PROBLEM DESCRIPTION:
It is required that all of the data be written out exactly.

(Stored data)
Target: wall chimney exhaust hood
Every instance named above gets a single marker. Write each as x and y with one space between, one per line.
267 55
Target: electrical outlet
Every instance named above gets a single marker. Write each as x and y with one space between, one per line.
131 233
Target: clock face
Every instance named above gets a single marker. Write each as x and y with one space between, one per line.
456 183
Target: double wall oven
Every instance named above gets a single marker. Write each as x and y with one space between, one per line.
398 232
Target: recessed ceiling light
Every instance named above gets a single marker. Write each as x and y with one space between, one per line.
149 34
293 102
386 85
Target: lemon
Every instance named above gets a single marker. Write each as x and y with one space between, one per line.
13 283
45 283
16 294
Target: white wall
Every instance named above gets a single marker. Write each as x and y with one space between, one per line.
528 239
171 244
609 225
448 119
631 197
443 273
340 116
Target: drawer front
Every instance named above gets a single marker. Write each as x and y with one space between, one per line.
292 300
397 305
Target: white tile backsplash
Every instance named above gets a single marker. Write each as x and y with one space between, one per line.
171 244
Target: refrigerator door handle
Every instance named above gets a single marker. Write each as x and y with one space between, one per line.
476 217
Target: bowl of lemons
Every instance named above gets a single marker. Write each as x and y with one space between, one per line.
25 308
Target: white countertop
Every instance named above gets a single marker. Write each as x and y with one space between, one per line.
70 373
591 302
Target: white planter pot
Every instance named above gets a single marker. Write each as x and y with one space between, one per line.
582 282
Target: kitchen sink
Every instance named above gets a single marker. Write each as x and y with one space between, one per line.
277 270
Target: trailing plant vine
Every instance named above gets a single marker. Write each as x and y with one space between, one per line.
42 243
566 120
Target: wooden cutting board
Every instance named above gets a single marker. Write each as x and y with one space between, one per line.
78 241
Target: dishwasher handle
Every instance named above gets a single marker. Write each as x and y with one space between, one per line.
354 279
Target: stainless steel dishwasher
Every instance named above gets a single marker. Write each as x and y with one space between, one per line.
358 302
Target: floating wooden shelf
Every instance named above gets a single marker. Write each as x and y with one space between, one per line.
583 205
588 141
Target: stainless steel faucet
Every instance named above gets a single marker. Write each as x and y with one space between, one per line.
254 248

WORKED ANSWER:
Target: wall chimney exhaust hood
Every instance named above gets a single marker. Write each as x and y with one space between, one per line.
267 55
Target: electrical outlet
Every instance named above gets a single marker. Write each as x and y with one space between, one per line.
131 233
Target: clock face
Every instance named above gets a single marker. Write each as x and y with one space between, one per line.
456 183
Target: double wall oven
Every instance named above gets a single marker. Write each as x and y with one space between, one per line.
398 232
Target: recessed ceiling light
Every instance named above gets a single marker. Write each as x and y with one space between, one per line.
149 34
293 102
386 85
Target: lemon
Every instance named above gets a single marker. Write each as x and y with one space between, one per line.
13 283
45 283
16 294
Target: white wall
Every instance named above gets a single marker. Write each as x and y with one space between, one per line.
528 239
171 244
609 225
448 119
631 197
443 273
340 116
Target: drawer front
Every instance named above gets a single marker. Write each as x and y with one space between, one per line.
292 300
397 305
Target: white tile backsplash
Every instance named above gets a single marker. Write each as x and y with one space between, one per line.
171 244
Target: refrigerator door handle
Every instance named above gets a single marker. Write each as x and y with one space between, one per line.
476 217
Target: bowl of lemons
Every instance named above gets a single marker. Write each as x and y with one space between, one per line.
25 308
Target: white countertop
Every instance named above gets a single marker. Write each as x and y with one space between, one per line.
70 373
591 302
Target: white planter pot
Every instance named above gets a single marker. Write each as x and y with one space between, one per line.
582 282
Target: kitchen sink
Every instance named above gets a single marker. Write each as x and y with one space between, one per line.
277 270
Target: trailing plant vine
Every instance named above gets a single marker. Write each as x and y with one space between, one per line.
42 243
566 120
Target: wooden cutting board
Every instance named above gets a single marker. Write each as x and y with one space between, one per line.
78 241
Target: dishwasher handle
Every instance named above gets a single marker. Write each as x and y with one space between, one per line.
354 279
Target: stainless steel dishwasher
Every instance named above gets a single marker. Write each as x and y with one space between, one per line.
358 302
Target: floating wooden shelf
Every instance named above gets a single marker. Write each as x and y with one space between, one per line.
583 205
588 141
Target: stainless steel faucet
Every instance named above gets a single marker. Write each as x and y with one space between, one per line.
254 248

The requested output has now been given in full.